● WORK ORDER
Continue the text on shin splints, picking up after its last sentence.

● EXCERPT
────────────────────
Shin splints, or tibial stress syndrome, is typically pain along the inner or outer surface of the shin, that decreases with running in its early stages. In later stages, the pain occurs earlier on in running and continues until you stop running.
Frequent causes of shin splints include:
- Running without enough shock absorption (running on cement or uneven surfaces, improper running shoes)
- Training errors (sudden increase in training intensity and duration)
- Running >20 miles/week
- Hill training early in the season
- Over-pronation or increased internal tibial rotation
DIY Shin Splint Treatments
Activity modification with nonoperative treatments include:
- Decrease running distance, frequency and/or intensity by 50%
- Use low-impact and cross-training exercises during the rehab period and maintain during training for running races
- Regular stretching and strengthening
- Run on synthetic track, and/or avoid running on hills, uneven or hard surfaces
- Shoe modifications and change running shoes every 250-500 miles as shoes lose shock absorbing capacity at this distance. The heavier you are, the sooner you should replace your shoes.
────────────────────
● EXTRACTED INFORMATION

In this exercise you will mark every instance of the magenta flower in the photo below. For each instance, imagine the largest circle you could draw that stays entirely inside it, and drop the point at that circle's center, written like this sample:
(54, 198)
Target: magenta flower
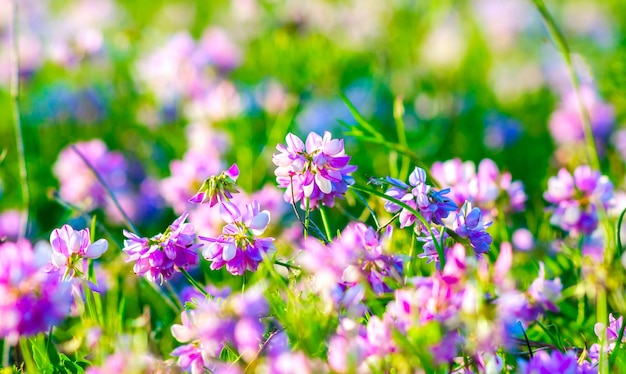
(433, 205)
(239, 247)
(31, 300)
(157, 258)
(70, 248)
(576, 199)
(317, 170)
(217, 188)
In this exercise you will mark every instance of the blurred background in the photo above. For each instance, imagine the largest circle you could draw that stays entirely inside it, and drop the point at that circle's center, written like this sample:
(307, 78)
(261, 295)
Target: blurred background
(159, 95)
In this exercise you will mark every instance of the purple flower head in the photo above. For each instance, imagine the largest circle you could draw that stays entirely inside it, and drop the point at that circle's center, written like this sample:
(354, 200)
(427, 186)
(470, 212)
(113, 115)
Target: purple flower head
(317, 170)
(566, 124)
(469, 224)
(434, 206)
(218, 188)
(158, 257)
(556, 362)
(71, 247)
(31, 300)
(239, 247)
(576, 199)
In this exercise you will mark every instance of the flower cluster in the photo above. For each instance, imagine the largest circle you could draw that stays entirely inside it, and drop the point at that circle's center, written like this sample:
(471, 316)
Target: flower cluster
(158, 257)
(315, 172)
(238, 247)
(576, 199)
(31, 300)
(71, 248)
(209, 326)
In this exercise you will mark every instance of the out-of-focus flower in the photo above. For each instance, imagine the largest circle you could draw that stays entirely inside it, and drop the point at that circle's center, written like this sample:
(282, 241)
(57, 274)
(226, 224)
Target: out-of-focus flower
(566, 124)
(31, 300)
(555, 362)
(158, 257)
(576, 199)
(187, 177)
(433, 205)
(239, 247)
(317, 171)
(218, 188)
(70, 249)
(487, 188)
(210, 325)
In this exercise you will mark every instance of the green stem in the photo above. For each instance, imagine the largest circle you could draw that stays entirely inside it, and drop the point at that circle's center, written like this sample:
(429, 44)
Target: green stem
(562, 47)
(194, 283)
(17, 122)
(127, 219)
(325, 223)
(28, 357)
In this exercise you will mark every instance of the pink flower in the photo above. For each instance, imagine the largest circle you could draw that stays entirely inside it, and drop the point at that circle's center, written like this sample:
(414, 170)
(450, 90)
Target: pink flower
(70, 247)
(239, 247)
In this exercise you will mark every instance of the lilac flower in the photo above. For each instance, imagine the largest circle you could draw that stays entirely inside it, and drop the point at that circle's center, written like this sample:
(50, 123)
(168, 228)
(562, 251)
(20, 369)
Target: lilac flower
(239, 247)
(469, 225)
(576, 199)
(317, 171)
(158, 257)
(433, 205)
(70, 248)
(211, 325)
(610, 339)
(217, 188)
(31, 300)
(487, 188)
(566, 124)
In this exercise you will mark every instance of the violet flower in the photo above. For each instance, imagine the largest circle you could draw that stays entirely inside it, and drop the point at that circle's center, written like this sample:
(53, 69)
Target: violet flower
(158, 257)
(217, 188)
(317, 171)
(31, 300)
(239, 247)
(576, 199)
(469, 224)
(70, 248)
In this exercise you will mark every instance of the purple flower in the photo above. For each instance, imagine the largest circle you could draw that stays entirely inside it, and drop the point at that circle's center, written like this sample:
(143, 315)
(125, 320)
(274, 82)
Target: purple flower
(239, 247)
(317, 171)
(217, 188)
(70, 248)
(557, 362)
(433, 205)
(157, 258)
(469, 225)
(31, 300)
(575, 199)
(211, 325)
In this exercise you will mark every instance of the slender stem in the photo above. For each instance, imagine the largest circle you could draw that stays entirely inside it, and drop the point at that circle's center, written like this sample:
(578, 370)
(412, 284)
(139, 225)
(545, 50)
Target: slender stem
(28, 358)
(127, 219)
(194, 283)
(17, 122)
(325, 222)
(6, 349)
(286, 265)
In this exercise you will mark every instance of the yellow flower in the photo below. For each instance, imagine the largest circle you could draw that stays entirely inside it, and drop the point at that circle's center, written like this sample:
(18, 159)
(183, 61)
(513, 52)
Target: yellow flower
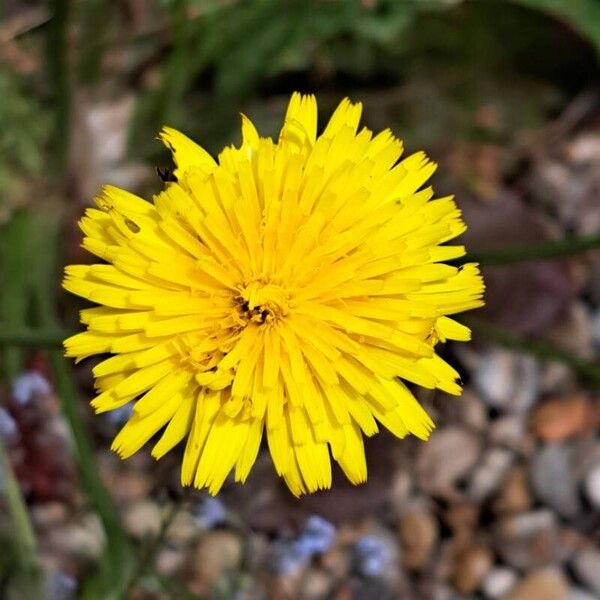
────────────────────
● ANSWER TO THIS TASK
- Orthotics may be helpful in patients with pes planus, or collapsing arches
Shin Splint Prevention
If the DIY method still has not helped, physical therapy may be warranted to provide specific instruction on training of the invertors and evertors of the foot and ankle. Manual therapy can also help with shins splints, such as fascial counterstrain. At our clinic, we can do a running assessment to see if it is something happening during your running stride that needs to be modified as well. This is the most helpful tactic to help prevent recurrence.